• [What the task requires]: Format the entries from the line containing "like (115, 66)." through the end of the entries as a Markdown table with two columns, Row and Line. Put a row number in Row, put the text of each line in Line, and leave out blank lines.
>> BEGIN Records provided
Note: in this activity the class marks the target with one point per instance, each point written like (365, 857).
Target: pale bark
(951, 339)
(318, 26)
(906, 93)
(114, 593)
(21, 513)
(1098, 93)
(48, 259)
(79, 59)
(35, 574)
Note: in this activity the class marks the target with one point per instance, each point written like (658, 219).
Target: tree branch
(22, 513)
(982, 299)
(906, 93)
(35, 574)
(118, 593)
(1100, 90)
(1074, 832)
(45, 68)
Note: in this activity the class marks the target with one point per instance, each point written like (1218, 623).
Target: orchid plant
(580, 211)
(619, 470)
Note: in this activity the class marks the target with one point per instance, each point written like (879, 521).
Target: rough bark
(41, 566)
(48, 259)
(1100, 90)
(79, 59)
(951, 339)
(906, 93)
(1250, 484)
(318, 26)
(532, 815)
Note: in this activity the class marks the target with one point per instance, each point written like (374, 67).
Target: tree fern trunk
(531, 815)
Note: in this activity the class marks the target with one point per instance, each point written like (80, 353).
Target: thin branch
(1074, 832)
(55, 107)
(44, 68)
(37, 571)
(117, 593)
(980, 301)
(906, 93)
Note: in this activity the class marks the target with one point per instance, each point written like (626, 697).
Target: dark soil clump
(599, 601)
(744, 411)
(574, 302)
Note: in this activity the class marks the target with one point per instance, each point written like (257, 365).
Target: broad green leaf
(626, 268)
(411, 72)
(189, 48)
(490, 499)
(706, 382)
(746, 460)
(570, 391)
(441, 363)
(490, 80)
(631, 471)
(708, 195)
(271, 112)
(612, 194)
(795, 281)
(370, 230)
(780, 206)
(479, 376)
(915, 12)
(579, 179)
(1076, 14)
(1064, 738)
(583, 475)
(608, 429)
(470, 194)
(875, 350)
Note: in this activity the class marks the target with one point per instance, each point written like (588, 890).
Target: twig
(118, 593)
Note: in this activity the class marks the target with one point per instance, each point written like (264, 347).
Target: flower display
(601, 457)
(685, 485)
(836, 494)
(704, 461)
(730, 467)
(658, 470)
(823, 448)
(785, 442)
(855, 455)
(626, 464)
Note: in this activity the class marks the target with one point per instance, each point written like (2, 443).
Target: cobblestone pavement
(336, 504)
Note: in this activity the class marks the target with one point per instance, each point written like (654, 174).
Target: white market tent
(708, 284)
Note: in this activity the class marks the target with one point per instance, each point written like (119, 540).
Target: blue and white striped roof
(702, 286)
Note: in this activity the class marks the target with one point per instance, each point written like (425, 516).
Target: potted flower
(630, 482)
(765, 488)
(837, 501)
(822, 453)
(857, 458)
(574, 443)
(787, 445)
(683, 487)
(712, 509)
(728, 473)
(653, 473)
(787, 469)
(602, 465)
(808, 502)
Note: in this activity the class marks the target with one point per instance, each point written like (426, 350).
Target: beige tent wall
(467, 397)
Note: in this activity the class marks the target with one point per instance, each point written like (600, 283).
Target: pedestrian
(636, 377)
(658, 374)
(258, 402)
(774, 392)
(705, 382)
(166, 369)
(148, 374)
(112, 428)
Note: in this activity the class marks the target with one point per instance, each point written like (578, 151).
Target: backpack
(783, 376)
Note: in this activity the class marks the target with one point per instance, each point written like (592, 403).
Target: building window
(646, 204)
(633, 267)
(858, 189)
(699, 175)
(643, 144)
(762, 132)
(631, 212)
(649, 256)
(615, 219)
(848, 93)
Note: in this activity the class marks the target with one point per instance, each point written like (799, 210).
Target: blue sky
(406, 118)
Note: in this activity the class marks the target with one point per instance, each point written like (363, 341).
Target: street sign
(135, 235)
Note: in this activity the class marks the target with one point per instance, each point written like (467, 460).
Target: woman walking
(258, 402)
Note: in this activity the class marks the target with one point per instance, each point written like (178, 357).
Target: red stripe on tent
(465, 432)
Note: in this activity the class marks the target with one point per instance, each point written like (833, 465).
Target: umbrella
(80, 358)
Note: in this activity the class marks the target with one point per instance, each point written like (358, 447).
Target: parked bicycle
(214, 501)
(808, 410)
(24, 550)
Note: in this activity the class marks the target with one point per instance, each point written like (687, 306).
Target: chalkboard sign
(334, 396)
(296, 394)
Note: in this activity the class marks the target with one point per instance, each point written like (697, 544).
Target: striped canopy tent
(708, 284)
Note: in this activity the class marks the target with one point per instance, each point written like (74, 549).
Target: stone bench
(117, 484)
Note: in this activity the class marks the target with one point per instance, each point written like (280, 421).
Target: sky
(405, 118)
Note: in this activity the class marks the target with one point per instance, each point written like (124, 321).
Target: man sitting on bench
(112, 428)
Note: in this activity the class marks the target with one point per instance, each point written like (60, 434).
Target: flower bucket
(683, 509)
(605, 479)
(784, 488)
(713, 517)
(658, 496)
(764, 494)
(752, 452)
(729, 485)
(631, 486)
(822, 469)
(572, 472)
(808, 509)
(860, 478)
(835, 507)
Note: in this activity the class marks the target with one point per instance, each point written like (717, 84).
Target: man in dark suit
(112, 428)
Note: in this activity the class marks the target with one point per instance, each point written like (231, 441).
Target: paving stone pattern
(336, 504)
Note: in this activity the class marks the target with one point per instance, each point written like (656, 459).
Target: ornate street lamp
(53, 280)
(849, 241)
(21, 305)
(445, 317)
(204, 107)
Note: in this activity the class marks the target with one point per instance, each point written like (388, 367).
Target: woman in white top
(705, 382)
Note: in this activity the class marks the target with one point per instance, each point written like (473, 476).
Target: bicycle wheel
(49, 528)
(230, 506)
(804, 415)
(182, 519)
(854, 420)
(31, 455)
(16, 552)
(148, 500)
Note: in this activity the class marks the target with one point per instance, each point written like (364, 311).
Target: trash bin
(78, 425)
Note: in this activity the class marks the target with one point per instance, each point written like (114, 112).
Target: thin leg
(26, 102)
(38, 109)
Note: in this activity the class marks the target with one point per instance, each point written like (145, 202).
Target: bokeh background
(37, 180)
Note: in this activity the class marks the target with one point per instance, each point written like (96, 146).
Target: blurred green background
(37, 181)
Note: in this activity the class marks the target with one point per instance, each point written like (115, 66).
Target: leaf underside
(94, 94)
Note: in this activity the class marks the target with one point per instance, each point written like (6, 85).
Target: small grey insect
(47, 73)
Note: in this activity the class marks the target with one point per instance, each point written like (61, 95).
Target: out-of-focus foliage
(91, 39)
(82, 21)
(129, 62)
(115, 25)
>> END Records provided
• [Solved problem]:
| Row | Line |
|---|---|
| 1 | Note: in this activity the class marks the target with one point per instance, each point written like (115, 66). |
| 2 | Target: leaf underside |
| 3 | (94, 94) |
| 4 | Note: in this activity the class marks the target with one point per instance, each point written like (6, 85). |
| 5 | Target: small grey insect |
| 6 | (47, 73) |
| 7 | Note: in this activity the class marks the target with one point per instance, each point written like (61, 95). |
| 8 | Target: out-of-focus foliage |
| 9 | (91, 39) |
| 10 | (82, 21) |
| 11 | (129, 62) |
| 12 | (115, 25) |